══ AVAILABLE DATA
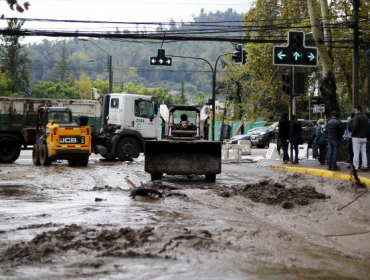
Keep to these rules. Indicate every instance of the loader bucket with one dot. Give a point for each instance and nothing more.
(183, 158)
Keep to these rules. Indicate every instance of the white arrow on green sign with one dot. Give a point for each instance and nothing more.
(311, 56)
(281, 55)
(296, 55)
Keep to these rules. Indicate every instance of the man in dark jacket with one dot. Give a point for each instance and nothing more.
(284, 130)
(335, 135)
(359, 140)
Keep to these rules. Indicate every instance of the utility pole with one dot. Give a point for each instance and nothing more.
(109, 64)
(355, 69)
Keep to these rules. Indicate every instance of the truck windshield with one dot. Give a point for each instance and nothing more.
(143, 109)
(59, 117)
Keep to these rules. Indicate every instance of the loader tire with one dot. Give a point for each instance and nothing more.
(156, 176)
(127, 148)
(45, 160)
(9, 150)
(211, 178)
(36, 155)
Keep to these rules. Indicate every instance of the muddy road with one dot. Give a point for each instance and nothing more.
(60, 222)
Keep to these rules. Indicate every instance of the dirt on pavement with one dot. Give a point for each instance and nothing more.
(253, 223)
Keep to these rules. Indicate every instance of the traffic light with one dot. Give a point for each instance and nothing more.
(286, 83)
(244, 55)
(297, 40)
(161, 59)
(238, 54)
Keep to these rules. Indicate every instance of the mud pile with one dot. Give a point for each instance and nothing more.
(147, 242)
(269, 192)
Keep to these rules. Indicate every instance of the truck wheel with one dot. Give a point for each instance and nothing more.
(211, 178)
(9, 150)
(83, 161)
(127, 148)
(36, 155)
(156, 176)
(44, 157)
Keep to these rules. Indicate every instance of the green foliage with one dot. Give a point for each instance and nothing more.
(54, 90)
(200, 99)
(84, 86)
(15, 60)
(162, 94)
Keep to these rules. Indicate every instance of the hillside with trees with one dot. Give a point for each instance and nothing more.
(251, 91)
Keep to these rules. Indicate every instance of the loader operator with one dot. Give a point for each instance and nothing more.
(184, 121)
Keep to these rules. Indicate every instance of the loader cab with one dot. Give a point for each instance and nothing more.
(53, 115)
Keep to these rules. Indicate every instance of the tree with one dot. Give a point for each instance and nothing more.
(200, 99)
(62, 71)
(54, 90)
(84, 86)
(15, 59)
(328, 86)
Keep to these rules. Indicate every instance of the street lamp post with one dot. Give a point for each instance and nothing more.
(109, 64)
(367, 53)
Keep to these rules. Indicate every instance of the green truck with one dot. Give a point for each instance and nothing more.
(18, 120)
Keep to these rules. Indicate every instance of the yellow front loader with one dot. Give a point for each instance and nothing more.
(59, 137)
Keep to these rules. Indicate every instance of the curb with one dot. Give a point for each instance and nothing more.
(322, 173)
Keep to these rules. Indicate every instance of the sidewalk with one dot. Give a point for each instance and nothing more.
(313, 167)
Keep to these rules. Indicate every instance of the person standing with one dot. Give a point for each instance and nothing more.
(335, 135)
(348, 137)
(297, 137)
(283, 134)
(321, 140)
(359, 140)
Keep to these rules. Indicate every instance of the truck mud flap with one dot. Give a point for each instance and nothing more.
(183, 157)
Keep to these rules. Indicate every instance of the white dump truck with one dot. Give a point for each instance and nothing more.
(126, 121)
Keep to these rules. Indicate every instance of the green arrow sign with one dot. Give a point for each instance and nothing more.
(297, 56)
(311, 56)
(281, 55)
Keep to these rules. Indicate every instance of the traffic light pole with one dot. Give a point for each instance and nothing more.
(214, 72)
(291, 114)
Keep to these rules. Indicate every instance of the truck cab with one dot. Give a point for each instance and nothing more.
(127, 121)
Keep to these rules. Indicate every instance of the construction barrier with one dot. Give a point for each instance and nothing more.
(246, 147)
(272, 152)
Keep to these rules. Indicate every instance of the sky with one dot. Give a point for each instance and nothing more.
(115, 11)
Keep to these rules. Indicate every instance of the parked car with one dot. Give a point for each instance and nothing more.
(246, 136)
(263, 136)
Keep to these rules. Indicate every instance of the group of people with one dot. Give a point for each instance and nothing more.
(332, 135)
(285, 127)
════
TASK TO COMPLETE: Starting at the line that contains "Keep to these rules. Indicate every instance of the yellow", print every line through the end of the listing, word for word. Leave out all the rest.

SOLUTION TO THIS PROBLEM:
Keep to these rules. Indicate every instance of the yellow front loader with one dot. Give a point for each instance and nothing more.
(59, 137)
Keep to these rules. Indicate every instance of the curb with one dot. Give a point for each instance and nothing more.
(322, 173)
Keep to these rules. Indicate every instance of the sidewalk with one dot. Give a point for each instance and nothing more.
(313, 167)
Keep to these rules. Indicate every instance of the person standing with one dot. Give a point for each instance and nothing more.
(335, 135)
(348, 137)
(297, 137)
(283, 134)
(321, 140)
(359, 140)
Keep to these rules. Indicate every instance of the truck mud flap with one dot. Give a point for each instance and nothing more.
(183, 157)
Keep to these rules. Indicate every instance of the white dump truck with one dot. Give a point for each instance and nothing more.
(126, 121)
Keep to these rules. Indicate every instance of the green arrow sign with one dot. Give a point for each instance and nothing more.
(297, 56)
(311, 56)
(281, 55)
Keep to these rules. Indicate every instance of the traffic light pole with one dot. Give a point for each instance and nothing more.
(214, 72)
(291, 114)
Keep to these rules. Indicate every instance of the truck cab with one dot. Give a point for each instance and nothing more.
(127, 121)
Keep to these rules. Indicate every instance of the construction barrier with one dot. Give a point for each instance and nothing more.
(246, 147)
(272, 152)
Keep to these rules. Indicate every instance of the sky with one dot. Give a point for each instance and nothing more.
(115, 11)
Keep to these rules. Indicate every instance of the parked car with one dot. Give a point for each instance and nothing more.
(246, 136)
(263, 136)
Keep to these rules. Indicate every instance of the group of people with one dot. Give a point for each instance and nothing more.
(332, 135)
(285, 127)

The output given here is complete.